**Problem to work on:** Reproduce verbatim the stretch from the start of the entries through the line that contains "left=449, top=277, right=466, bottom=287".

**Material for this task:**
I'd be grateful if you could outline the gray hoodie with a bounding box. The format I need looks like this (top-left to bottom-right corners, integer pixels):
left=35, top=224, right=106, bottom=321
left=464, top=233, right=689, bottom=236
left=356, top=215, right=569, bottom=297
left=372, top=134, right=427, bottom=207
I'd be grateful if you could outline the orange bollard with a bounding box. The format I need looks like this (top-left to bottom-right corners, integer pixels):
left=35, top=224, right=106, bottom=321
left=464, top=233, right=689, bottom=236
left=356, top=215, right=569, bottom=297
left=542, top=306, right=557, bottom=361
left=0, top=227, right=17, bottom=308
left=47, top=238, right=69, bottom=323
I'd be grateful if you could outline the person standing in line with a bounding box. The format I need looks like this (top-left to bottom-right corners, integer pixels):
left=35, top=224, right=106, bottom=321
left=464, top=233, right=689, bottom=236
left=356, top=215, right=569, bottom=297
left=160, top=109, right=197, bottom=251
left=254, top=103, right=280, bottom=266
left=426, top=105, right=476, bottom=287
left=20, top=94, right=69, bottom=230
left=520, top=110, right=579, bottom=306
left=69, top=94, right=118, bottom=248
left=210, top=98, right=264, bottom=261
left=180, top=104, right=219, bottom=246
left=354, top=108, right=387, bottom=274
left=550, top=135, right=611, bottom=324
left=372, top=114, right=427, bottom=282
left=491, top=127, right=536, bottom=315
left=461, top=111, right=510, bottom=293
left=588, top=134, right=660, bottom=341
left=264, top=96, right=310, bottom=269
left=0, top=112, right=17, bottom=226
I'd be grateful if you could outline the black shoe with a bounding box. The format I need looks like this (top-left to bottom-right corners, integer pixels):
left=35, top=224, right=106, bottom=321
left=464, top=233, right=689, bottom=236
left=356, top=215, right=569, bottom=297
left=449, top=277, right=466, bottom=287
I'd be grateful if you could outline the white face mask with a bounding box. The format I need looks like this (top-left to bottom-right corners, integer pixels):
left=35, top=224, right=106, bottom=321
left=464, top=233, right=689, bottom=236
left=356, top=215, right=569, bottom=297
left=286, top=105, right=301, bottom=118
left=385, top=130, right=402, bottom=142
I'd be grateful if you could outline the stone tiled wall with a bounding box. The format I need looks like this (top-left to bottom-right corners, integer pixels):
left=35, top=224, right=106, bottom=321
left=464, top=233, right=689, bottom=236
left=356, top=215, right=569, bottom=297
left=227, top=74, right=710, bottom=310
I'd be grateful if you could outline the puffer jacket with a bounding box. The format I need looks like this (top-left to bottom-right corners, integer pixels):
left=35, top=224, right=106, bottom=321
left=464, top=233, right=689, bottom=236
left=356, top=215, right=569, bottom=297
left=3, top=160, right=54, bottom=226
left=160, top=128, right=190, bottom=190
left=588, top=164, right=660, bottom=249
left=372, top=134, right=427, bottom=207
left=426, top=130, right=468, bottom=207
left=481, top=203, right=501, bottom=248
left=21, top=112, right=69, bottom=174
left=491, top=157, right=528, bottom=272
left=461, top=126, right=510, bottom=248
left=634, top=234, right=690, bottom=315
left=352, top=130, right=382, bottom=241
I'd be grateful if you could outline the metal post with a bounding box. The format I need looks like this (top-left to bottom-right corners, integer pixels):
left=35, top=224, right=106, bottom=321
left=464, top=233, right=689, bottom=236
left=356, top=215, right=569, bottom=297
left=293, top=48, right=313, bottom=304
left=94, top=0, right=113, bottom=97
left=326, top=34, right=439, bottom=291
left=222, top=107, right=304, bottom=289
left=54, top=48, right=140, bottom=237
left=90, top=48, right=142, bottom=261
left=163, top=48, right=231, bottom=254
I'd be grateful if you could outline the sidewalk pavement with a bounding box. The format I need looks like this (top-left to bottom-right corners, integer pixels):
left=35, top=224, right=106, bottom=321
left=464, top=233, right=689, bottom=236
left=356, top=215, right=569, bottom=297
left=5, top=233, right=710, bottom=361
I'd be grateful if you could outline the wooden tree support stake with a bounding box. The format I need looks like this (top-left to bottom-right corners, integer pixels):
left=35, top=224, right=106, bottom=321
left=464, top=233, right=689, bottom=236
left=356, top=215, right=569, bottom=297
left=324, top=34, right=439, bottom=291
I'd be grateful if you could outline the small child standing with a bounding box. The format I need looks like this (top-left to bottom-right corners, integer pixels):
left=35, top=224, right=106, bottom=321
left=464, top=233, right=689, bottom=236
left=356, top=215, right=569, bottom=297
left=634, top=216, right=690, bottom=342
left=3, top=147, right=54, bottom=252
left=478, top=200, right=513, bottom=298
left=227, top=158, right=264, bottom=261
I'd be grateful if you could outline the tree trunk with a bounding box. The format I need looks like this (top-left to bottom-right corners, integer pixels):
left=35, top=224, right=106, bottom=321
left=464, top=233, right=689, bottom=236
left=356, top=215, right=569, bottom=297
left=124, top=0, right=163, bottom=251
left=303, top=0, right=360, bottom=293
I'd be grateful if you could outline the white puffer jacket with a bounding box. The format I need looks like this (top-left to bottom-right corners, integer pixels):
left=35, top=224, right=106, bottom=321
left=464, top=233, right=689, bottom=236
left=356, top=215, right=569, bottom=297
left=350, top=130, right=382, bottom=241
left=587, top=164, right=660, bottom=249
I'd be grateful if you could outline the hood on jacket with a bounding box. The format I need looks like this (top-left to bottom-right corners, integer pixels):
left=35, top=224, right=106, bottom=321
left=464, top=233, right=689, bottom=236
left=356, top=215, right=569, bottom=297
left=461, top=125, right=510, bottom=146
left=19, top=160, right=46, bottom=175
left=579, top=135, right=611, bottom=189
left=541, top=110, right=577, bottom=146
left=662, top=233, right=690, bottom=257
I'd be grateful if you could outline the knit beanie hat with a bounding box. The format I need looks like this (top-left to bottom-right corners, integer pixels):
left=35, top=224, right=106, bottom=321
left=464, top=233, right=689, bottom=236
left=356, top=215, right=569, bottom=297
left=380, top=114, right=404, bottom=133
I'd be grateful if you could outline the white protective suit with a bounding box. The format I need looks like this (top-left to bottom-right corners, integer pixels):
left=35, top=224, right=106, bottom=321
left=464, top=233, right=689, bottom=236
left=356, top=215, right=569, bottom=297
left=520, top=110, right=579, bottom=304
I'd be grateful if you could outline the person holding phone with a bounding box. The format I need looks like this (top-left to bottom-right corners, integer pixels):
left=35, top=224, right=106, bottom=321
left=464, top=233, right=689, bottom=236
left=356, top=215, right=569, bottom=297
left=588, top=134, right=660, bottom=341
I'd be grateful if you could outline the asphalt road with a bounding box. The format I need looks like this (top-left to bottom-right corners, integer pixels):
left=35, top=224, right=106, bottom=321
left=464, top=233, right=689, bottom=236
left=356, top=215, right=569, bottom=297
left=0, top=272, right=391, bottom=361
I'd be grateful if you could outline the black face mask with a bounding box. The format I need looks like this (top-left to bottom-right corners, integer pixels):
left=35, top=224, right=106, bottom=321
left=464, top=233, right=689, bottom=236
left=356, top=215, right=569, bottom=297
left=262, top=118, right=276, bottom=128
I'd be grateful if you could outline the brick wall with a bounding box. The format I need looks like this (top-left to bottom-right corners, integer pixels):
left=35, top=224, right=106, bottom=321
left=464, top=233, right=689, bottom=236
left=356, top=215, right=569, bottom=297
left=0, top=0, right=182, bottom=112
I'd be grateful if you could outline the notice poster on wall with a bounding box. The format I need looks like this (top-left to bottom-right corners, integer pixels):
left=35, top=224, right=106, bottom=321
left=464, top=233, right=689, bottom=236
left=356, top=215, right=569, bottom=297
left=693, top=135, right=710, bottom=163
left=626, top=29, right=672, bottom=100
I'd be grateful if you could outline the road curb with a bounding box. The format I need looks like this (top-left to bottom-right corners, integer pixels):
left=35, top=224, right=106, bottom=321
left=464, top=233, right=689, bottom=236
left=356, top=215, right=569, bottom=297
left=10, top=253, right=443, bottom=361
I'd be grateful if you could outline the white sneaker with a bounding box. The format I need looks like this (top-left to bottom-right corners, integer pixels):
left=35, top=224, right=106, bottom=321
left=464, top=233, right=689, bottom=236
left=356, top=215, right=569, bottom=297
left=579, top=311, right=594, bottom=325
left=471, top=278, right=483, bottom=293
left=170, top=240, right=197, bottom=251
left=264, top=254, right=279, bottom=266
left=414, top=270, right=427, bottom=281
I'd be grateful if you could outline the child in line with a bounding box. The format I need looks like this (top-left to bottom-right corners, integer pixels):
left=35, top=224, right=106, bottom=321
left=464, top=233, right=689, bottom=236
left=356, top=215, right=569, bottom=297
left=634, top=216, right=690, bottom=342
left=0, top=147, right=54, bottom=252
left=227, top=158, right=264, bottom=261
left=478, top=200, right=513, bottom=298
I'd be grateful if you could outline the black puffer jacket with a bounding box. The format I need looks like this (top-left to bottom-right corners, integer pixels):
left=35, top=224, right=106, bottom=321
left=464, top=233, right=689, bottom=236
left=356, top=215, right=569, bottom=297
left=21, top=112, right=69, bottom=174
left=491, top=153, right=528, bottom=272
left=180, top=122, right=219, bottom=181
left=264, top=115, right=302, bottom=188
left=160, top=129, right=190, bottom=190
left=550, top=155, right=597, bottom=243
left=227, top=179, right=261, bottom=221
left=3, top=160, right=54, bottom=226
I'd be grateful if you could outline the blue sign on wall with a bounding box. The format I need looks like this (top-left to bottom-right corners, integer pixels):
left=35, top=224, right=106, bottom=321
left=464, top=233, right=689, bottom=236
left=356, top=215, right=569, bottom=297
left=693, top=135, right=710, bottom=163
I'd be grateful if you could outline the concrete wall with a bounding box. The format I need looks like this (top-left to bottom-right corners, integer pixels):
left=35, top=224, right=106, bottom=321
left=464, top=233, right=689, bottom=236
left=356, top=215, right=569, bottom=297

**Result for this task:**
I'd be grateful if you could outline the gray hoodie with a bounding box. The format I need looks like this (top-left to bottom-right corners, integer pixels):
left=35, top=224, right=106, bottom=321
left=464, top=233, right=689, bottom=236
left=356, top=215, right=569, bottom=297
left=372, top=134, right=427, bottom=207
I'd be grateful if you could outline the orange bollard with a bounding box. The format I need looks like this (top-left to bottom-right corners, integer pixels):
left=35, top=224, right=106, bottom=321
left=464, top=233, right=689, bottom=236
left=356, top=215, right=569, bottom=297
left=542, top=306, right=557, bottom=361
left=0, top=227, right=17, bottom=308
left=47, top=238, right=69, bottom=323
I'd be grateful if you could outline the person standing in line with a bounding box. The format I need looks like this (top-left to bottom-right corners, integer pixels):
left=35, top=224, right=106, bottom=321
left=464, top=233, right=689, bottom=236
left=356, top=215, right=569, bottom=297
left=160, top=109, right=197, bottom=251
left=254, top=103, right=280, bottom=266
left=426, top=105, right=476, bottom=287
left=20, top=94, right=69, bottom=230
left=520, top=110, right=579, bottom=306
left=69, top=94, right=118, bottom=248
left=210, top=98, right=264, bottom=261
left=180, top=104, right=219, bottom=246
left=354, top=108, right=387, bottom=274
left=550, top=135, right=611, bottom=324
left=372, top=114, right=427, bottom=282
left=491, top=127, right=536, bottom=315
left=461, top=111, right=510, bottom=293
left=588, top=134, right=660, bottom=341
left=264, top=96, right=310, bottom=269
left=0, top=112, right=17, bottom=226
I'd be grateful if you could outline the black shoe with a bounding box. The format I need looks like this (top-left to bottom-right corners, integer pixels):
left=35, top=224, right=106, bottom=321
left=464, top=233, right=689, bottom=236
left=356, top=215, right=569, bottom=297
left=449, top=277, right=466, bottom=287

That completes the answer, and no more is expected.